Start of Reading passage

# What should the nameserver of the nsd server be set to?



## sdf (Aug 18, 2018)

As the authoritative server nsd, what should its own nameserver value be?

NSD
/etc/resolv.conf
nameserver 127.0.0.1      ?

or

nameserver 127.0.0.1
nameserver Unbound server IP     ？

If 127.0.0.1 only specified, it cannot resolve Internet hosts and then cannot update system or update ports.
What is the usual practice? Is it a usual practice to specify a resolver for nsd?

Thanks.


----------



## rigoletto@ (Aug 18, 2018)

There are tutorial for NSD and Unbound on Calomel. Btw, NSD is not a resolver it is authoritative only.


----------



## ShelLuser (Aug 18, 2018)

Depends on what you try to do with it and how you configured everything.

If you try to use NSD as a name server on your local machine then it makes sense to point the OS to 127.0.0.1 through use of /etc/resolv.conf. At the same time it doesn't make much sense to specify both your NSD server and an Unbound server because both would pretty much do the same thing.

End of Reading passage
Start of Available data

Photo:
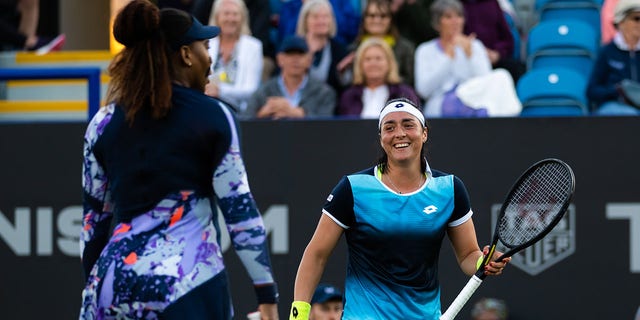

End of Available data

_Short problem 1_: In the NSD thread, rewrite the paragraph beginning "If you try to use NSD as a name server" as a short bulleted list that keeps its main facts.
_Short problem 2_:
Answer from the NSD thread:
(a) On what date did sdf post the question?
(b) According to rigoletto, what kind of server is NSD?
(c) Which file does ShelLuser name for pointing the OS to 127.0.0.1?
_Short problem 3_: Resume the NSD thread, starting after its last sentence.
The data have no connection to the NSD thread.

_Task response 1_:
- To use NSD as a name server on the local machine, point the OS to 127.0.0.1 in /etc/resolv.conf.
- Listing both the NSD server and an Unbound server makes little sense, since both would do much the same thing.

_Task response 2_:
(a) Aug 18, 2018
(b) Authoritative only, not a resolver
(c) /etc/resolv.conf

_Task response 3_:
But it's not really possible to answer this without knowing what you set up, and why.


----------



## sdf (Aug 19, 2018)

If 127.0.0.1 only specified, it cannot resolve hosts on the Internet and cannot update the system or download software. you know?


----------



## rigoletto@ (Aug 19, 2018)

sdf said:


> If 127.0.0.1 only specified, it cannot resolve hosts on the Internet and cannot update the system or download software. you know?



Again, NSD is not a resolver! If you want a resolver, a caching recursive DNS server, you need Unbound ( or other recursive DNS server ). See DNS server types.


----------



## sdf (Aug 19, 2018)

lebarondemerde said:


> Again, NSD is not a resolver! If you want a resolver, a caching recursive DNS server, you need Unbound ( or other recursive DNS server ). See DNS server types.


I certainly know that nsd is not a resolver. I am just asking how this is usually set.


----------



## rigoletto@ (Aug 19, 2018)

Well, you said you are willing to use it to:



sdf said:


> If 127.0.0.1 only specified, it cannot resolve hosts on the Internet and cannot update the system or download software. you know?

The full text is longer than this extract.